◆ Records for the task ◆
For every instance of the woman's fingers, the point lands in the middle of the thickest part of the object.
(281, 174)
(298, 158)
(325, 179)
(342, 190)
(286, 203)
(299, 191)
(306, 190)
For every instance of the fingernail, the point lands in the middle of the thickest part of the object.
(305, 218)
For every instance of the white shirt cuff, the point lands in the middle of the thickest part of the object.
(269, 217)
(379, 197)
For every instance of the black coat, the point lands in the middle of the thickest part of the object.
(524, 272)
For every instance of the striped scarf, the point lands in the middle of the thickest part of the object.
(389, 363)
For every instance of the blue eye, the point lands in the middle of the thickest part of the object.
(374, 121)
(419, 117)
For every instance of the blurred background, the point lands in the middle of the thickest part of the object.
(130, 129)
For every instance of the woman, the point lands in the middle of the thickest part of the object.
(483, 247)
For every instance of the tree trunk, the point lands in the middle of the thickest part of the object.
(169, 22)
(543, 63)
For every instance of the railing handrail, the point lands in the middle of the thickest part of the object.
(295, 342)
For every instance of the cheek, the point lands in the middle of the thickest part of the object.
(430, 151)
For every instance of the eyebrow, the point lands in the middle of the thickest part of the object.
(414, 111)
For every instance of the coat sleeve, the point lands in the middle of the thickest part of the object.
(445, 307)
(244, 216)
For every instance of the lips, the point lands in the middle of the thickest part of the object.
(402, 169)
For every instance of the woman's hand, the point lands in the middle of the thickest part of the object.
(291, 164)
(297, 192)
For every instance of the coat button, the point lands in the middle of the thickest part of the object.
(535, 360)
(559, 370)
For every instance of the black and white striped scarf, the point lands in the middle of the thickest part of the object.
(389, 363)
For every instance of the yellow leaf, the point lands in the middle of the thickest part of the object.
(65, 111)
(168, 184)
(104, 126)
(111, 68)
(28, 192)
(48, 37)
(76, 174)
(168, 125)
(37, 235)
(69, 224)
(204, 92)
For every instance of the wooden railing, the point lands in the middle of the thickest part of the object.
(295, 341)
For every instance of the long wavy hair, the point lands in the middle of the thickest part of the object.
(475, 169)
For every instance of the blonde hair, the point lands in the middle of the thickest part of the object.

◆ What to work on ◆
Return the material in full, exactly as shown.

◆ Answer box ◆
For every instance of the woman's fingers, the point lands in the middle of the thickest part of the object.
(281, 174)
(298, 158)
(325, 179)
(342, 190)
(286, 203)
(299, 191)
(306, 190)
For every instance of the fingernail, the point lands in the middle of the thickest part of the object.
(305, 218)
For every instance of the white shirt cuff, the point lands in the middle of the thickest part of the object.
(269, 217)
(379, 197)
For every instance of the black coat, the point lands in the middle of the thickest part of the object.
(524, 272)
For every instance of the striped scarf, the point lands in the middle of the thickest part of the object.
(389, 363)
For every instance of the blue eye, the point lands in the middle of the thickest part of the object.
(374, 121)
(419, 117)
For every instance of the blurred background, the point lands in the middle of the thickest part of the object.
(130, 129)
For every instance of the woman, the point lands in the middle of the thickest part of the object.
(483, 247)
For every instance of the tree trunk, the point lands in the middle of the thickest part of the object.
(169, 22)
(543, 63)
For every instance of the railing handrail, the point lands in the middle of the thickest part of the object.
(295, 342)
For every instance of the cheek, the point lands in the middle of the thickest part of the object.
(430, 151)
For every instance of the eyebrow, the point lands in the middle of the thickest part of the object.
(414, 111)
For every instance of the coat sleeve, the point lands in the middle of the thickest part of the object.
(445, 307)
(244, 216)
For every instance of the lips, the point lands in the middle of the thickest part of the object.
(402, 169)
For every instance of the woman's hand, the point lands in the middle of the thickest part of the object.
(291, 164)
(297, 192)
For every instance of the coat button, the point lands in the middle of the thickest part of the object.
(535, 360)
(559, 370)
For every instance of the black and white striped scarf, the point lands in the middle of the thickest part of the object.
(389, 363)
For every instance of the yellow leaf, the point lands in the middle of the thickest part of the object.
(65, 111)
(168, 184)
(104, 126)
(111, 68)
(28, 192)
(48, 37)
(76, 174)
(168, 125)
(37, 235)
(69, 224)
(204, 92)
For every instance of the wooden railing, the point lands in the middle of the thickest part of the object.
(295, 341)
For every instance of the long wavy hair, the point lands in the middle of the thickest part of the object.
(475, 169)
For every instance of the blonde hair, the point lands in the middle of the thickest part of the object.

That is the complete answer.